--- Task brief ---
Extract, verbatim, the lines of the entries from the very first one through the line holding "left=0, top=451, right=260, bottom=484", inclusive. Leave the pictures out of your answer.

[Annotated coordinate records]

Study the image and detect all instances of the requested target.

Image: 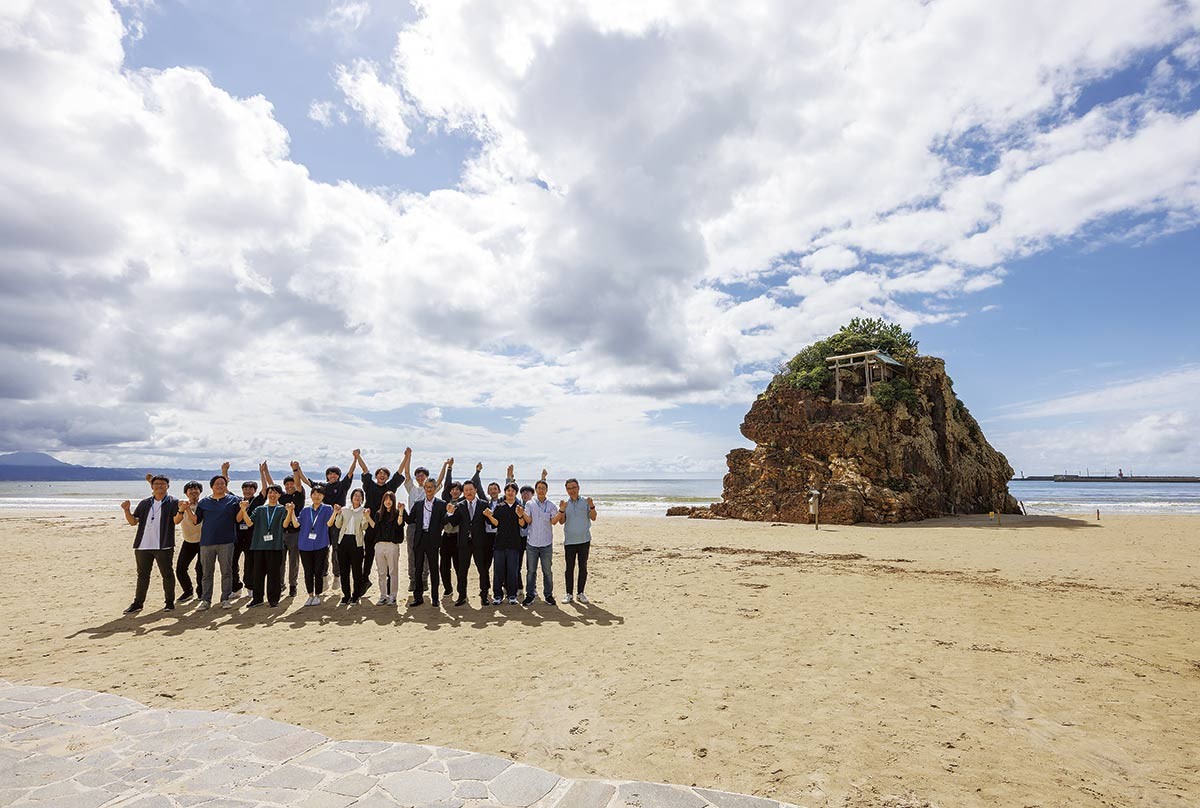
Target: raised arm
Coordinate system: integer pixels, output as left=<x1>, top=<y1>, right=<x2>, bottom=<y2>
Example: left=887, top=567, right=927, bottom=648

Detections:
left=433, top=457, right=454, bottom=489
left=121, top=499, right=138, bottom=526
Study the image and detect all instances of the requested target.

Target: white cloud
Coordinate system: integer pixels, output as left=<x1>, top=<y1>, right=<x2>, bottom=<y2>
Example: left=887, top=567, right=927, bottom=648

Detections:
left=0, top=0, right=1200, bottom=473
left=337, top=60, right=414, bottom=155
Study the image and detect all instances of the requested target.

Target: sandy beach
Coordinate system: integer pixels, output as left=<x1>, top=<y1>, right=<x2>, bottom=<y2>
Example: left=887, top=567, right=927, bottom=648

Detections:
left=0, top=511, right=1200, bottom=807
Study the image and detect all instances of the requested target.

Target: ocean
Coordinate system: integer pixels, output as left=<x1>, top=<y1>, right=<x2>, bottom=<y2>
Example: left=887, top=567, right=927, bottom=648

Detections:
left=0, top=479, right=1200, bottom=516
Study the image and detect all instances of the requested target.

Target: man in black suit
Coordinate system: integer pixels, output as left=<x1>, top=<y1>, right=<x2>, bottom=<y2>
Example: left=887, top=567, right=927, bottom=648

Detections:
left=449, top=471, right=496, bottom=606
left=404, top=478, right=446, bottom=609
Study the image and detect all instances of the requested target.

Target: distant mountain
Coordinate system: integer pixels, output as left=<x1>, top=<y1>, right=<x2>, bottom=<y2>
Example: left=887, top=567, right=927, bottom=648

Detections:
left=0, top=451, right=73, bottom=468
left=0, top=451, right=260, bottom=484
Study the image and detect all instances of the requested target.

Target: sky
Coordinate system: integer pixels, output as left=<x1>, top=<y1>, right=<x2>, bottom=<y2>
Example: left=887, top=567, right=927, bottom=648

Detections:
left=0, top=0, right=1200, bottom=477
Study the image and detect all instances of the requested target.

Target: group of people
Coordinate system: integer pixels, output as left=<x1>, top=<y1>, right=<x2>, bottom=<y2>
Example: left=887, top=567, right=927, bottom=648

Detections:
left=121, top=449, right=596, bottom=615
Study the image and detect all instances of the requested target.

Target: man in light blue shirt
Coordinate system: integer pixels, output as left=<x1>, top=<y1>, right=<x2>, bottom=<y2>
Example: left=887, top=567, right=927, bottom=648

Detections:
left=554, top=477, right=596, bottom=604
left=522, top=478, right=558, bottom=606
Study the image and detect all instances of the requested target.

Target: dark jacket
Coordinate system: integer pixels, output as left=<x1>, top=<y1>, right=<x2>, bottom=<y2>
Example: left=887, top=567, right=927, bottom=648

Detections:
left=133, top=495, right=179, bottom=550
left=404, top=497, right=446, bottom=547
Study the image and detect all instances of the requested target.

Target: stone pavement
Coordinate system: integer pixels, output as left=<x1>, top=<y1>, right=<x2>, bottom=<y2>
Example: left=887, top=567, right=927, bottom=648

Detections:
left=0, top=680, right=806, bottom=808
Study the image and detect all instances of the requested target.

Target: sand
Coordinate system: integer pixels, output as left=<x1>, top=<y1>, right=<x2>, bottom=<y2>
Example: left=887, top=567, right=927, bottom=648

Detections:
left=0, top=513, right=1200, bottom=806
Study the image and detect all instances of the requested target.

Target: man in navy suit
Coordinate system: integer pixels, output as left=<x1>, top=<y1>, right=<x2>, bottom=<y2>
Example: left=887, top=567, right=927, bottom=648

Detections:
left=404, top=478, right=446, bottom=609
left=446, top=471, right=496, bottom=606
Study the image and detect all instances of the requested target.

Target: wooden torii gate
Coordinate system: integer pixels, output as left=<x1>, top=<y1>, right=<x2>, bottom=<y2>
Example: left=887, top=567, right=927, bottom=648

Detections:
left=826, top=349, right=904, bottom=401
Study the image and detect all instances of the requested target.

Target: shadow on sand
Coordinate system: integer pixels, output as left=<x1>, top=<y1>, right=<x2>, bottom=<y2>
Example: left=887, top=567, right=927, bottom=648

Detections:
left=67, top=592, right=625, bottom=639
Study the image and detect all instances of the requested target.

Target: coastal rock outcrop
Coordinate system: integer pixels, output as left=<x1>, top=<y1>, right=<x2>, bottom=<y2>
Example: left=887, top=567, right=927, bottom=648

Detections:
left=694, top=321, right=1020, bottom=525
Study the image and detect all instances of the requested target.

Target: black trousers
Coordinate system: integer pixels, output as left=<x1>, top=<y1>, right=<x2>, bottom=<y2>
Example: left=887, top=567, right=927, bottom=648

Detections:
left=413, top=529, right=442, bottom=601
left=470, top=533, right=496, bottom=600
left=233, top=531, right=252, bottom=592
left=438, top=533, right=462, bottom=594
left=337, top=533, right=362, bottom=599
left=175, top=541, right=204, bottom=598
left=133, top=549, right=175, bottom=606
left=247, top=550, right=283, bottom=606
left=300, top=547, right=329, bottom=594
left=563, top=541, right=592, bottom=594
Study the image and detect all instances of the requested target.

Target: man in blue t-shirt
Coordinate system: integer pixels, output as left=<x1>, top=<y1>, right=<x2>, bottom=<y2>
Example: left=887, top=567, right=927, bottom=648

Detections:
left=184, top=474, right=241, bottom=610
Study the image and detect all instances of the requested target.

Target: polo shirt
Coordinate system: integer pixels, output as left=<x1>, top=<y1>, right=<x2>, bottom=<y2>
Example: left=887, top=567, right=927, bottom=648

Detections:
left=296, top=503, right=334, bottom=550
left=524, top=497, right=558, bottom=547
left=250, top=502, right=288, bottom=550
left=196, top=493, right=241, bottom=546
left=133, top=496, right=179, bottom=550
left=563, top=497, right=592, bottom=544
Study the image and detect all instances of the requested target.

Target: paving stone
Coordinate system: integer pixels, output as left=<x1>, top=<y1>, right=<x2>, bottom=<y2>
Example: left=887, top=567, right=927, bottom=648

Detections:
left=329, top=741, right=391, bottom=755
left=248, top=730, right=329, bottom=764
left=350, top=791, right=400, bottom=808
left=692, top=788, right=779, bottom=808
left=445, top=755, right=512, bottom=780
left=379, top=770, right=454, bottom=807
left=323, top=773, right=379, bottom=797
left=617, top=783, right=708, bottom=808
left=367, top=743, right=433, bottom=774
left=454, top=780, right=491, bottom=800
left=556, top=780, right=617, bottom=808
left=229, top=718, right=302, bottom=743
left=251, top=764, right=325, bottom=791
left=299, top=791, right=354, bottom=808
left=488, top=764, right=562, bottom=808
left=296, top=749, right=361, bottom=774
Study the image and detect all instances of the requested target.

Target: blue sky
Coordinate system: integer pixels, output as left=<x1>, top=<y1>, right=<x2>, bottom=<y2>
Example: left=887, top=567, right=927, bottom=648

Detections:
left=0, top=0, right=1200, bottom=475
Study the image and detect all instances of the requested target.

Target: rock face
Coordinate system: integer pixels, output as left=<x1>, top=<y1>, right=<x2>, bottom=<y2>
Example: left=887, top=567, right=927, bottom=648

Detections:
left=710, top=357, right=1020, bottom=525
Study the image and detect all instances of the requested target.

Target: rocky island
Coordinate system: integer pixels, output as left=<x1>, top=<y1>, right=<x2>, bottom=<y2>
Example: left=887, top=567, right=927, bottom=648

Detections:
left=686, top=318, right=1020, bottom=525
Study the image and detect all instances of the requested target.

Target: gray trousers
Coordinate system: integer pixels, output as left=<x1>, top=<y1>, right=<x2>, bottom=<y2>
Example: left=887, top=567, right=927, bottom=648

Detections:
left=200, top=543, right=234, bottom=604
left=404, top=522, right=437, bottom=594
left=526, top=544, right=554, bottom=600
left=280, top=531, right=300, bottom=591
left=133, top=549, right=175, bottom=606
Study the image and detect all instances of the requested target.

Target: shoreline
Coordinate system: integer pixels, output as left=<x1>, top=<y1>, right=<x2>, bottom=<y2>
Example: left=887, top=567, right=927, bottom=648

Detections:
left=0, top=513, right=1200, bottom=808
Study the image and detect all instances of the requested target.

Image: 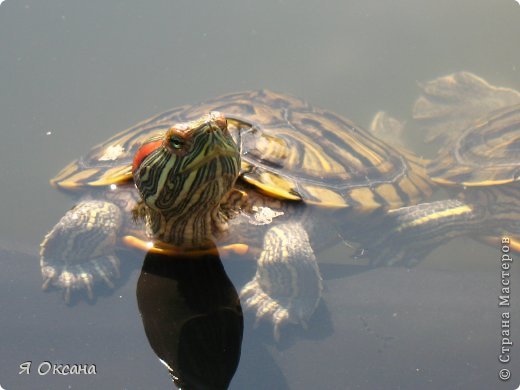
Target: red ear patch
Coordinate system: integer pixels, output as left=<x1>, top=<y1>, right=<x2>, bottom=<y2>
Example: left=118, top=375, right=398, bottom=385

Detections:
left=132, top=140, right=163, bottom=175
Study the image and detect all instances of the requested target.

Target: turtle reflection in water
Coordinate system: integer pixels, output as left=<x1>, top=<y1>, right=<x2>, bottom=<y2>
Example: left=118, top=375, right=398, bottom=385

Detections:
left=41, top=91, right=431, bottom=337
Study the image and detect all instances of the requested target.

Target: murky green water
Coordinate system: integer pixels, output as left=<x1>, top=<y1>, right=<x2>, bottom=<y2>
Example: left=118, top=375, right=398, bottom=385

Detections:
left=0, top=0, right=520, bottom=390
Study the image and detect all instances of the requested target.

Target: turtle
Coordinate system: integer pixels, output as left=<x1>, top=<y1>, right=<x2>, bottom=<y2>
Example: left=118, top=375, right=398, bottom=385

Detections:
left=366, top=71, right=520, bottom=263
left=40, top=90, right=433, bottom=337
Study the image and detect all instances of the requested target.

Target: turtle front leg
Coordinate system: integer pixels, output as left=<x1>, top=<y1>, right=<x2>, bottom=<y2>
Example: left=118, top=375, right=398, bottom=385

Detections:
left=240, top=223, right=323, bottom=341
left=40, top=200, right=123, bottom=303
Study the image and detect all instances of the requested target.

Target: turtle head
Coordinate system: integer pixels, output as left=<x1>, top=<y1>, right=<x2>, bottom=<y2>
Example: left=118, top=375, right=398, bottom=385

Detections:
left=132, top=112, right=240, bottom=244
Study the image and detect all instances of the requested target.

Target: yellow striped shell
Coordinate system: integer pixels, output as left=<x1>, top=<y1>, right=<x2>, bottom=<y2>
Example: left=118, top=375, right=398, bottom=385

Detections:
left=51, top=90, right=431, bottom=210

--- Answer ---
Study the image and detect all instances of the requested target.

Image: 
Target: raised arm
Coordinate system: integer pixels, output as left=<x1>, top=<y1>, right=<x2>, bottom=<y2>
Example: left=887, top=567, right=927, bottom=648

Detections:
left=433, top=457, right=454, bottom=489
left=121, top=499, right=138, bottom=526
Study the image and detect all instances of the requested target.

Target: white cloud
Coordinate system: integer pixels, output as left=<x1>, top=<y1>, right=<x2>, bottom=<y2>
Example: left=887, top=567, right=927, bottom=648

Detections:
left=0, top=0, right=1200, bottom=473
left=337, top=60, right=414, bottom=155
Study the image and detect all instances of the requested target.

Target: sandy beach
Coordinate system: integer pixels, output as left=<x1>, top=<y1>, right=<x2>, bottom=<y2>
Example: left=887, top=567, right=927, bottom=648

Detections:
left=0, top=511, right=1200, bottom=807
Study the image and detect all instances of the requested target.

Target: ocean
Coordinate system: integer pixels, output as left=<x1>, top=<y1>, right=<x2>, bottom=<y2>
Example: left=887, top=567, right=927, bottom=648

Detections:
left=0, top=479, right=1200, bottom=516
Study the image and detect all instances of the requested target.

Target: man in black suit
Coordinate system: integer pixels, output as left=<x1>, top=<y1>, right=<x2>, bottom=<y2>
Example: left=887, top=567, right=927, bottom=648

Detections:
left=449, top=471, right=496, bottom=606
left=404, top=478, right=446, bottom=609
Study the image and detect all instances of the requested target.

Target: distant mountain
Coordinate system: integer pixels, output as left=<x1>, top=<y1>, right=<x2>, bottom=<y2>
Example: left=887, top=567, right=927, bottom=648

Detections:
left=0, top=451, right=73, bottom=468
left=0, top=451, right=260, bottom=484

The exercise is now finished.